Document excerpt:

Keshav Mangla, GM-Business Development, Forteasia Realty Pvt Ltd, said though the flexible workspace sector has notably secured substantial private equity funding amounting to US$ 820 million since 2017; however, the investment trends have exhibited significant inconsistency. The fluctuations in investment levels are evident, with a peak of $595 million in 2022 dramatically falling to just $13 million in 2023, reflecting the current condition of this industry.

“This volatility, however, does not seem to dampen the growth potential of the sector in terms of increased financing and better performance. In the report, it was noticed that flex operators were not only substantiating their presence in NCR and Bengaluru in Tier 1 cities for expansions, but were also scouting for Tier 2 cities like Coimbatore, Jaipur, Nagpur, and Mysuru. This growth plan indicates a diversification of the flexible working model outside the ideal capital cities and could very much redefine work habits in different cities in India. The recovery of the sector can also be seen with the proportion of flex spaces in total office transactions increasing which were over 21 percent in H1 2024.”

Aman Gupta, Director of RPS Group, said, “The Knight Frank India report on flexible workspaces brings an interesting element of cost regulation in the dynamic industry. It may be taken for granted that there is often a large cost differential in flex space versus standard leases, but this assumption is incorrect. In the detailed comparison of occupancy costs of different grades of office accommodation of key cities, it turns out that flex space operators can maintain ‘affordable’ rents even at B and C grade level office spaces as opposed to conventional leasing. This cost benefit of operating activities further coupled with future growth orientation and ESG compliance offers a very fine value for customers. The structure of the costs including rentals, CAPEX, OPEX and CAM fees shows how flex players are positioned in the economy so as to charge reasonable fees. In fact, in Mumbai the flex space of A grade is about 294 INR/sq ft/ month as against 304 INR/sq ft/month for normal.”

However, “this understating difference together with the additional benefits of flexibility and ancillary offerings from flex spaces potentially reduces the stigma some companies have towards flebble estates which could change how companies approach their real estate decisions,” he added.

Anurag Goel, Director, Goel Ganga Developments, said, “The construction industry has evolved, making flexible spaces an option and by adopting new technologies, making them healthier. Whereas a few years ago flexible workspaces were considered as a trend, today, many of them are pioneers in introducing new approaches to the organization of work. They do not only integrate modern technology and address sustainability but also change the focus form technological to user health in flex-oriented workspaces these days.”

Information supplied:
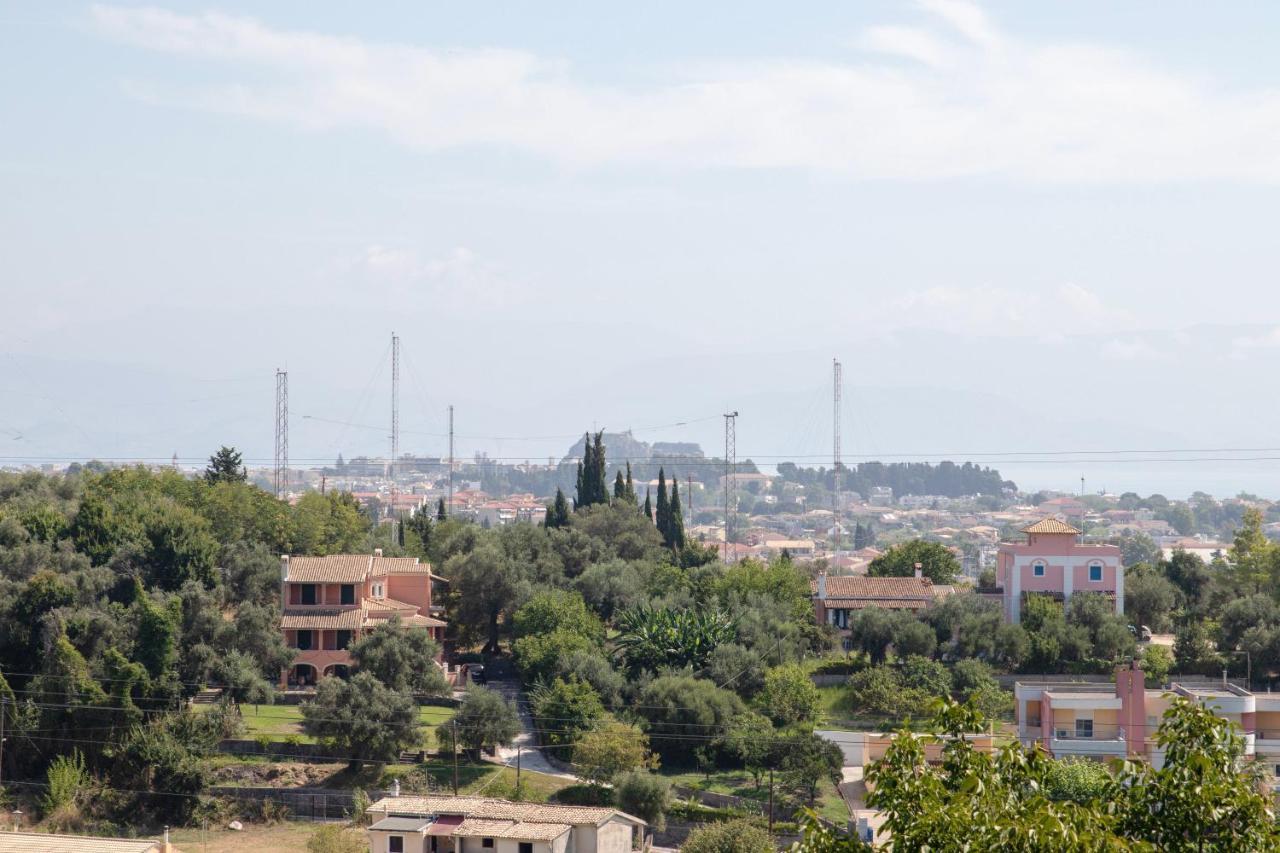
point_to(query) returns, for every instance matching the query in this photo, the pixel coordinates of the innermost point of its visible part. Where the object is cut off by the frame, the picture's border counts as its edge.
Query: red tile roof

What you have to do: Return the passage of the flexible workspace commentary from "Keshav Mangla, GM-Business" to "of this industry.", copied word for word. Rely only on the flexible workspace commentary for this work.

Output below:
Keshav Mangla, GM-Business Development, Forteasia Realty Pvt Ltd, said though the flexible workspace sector has notably secured substantial private equity funding amounting to US$ 820 million since 2017; however, the investment trends have exhibited significant inconsistency. The fluctuations in investment levels are evident, with a peak of $595 million in 2022 dramatically falling to just $13 million in 2023, reflecting the current condition of this industry.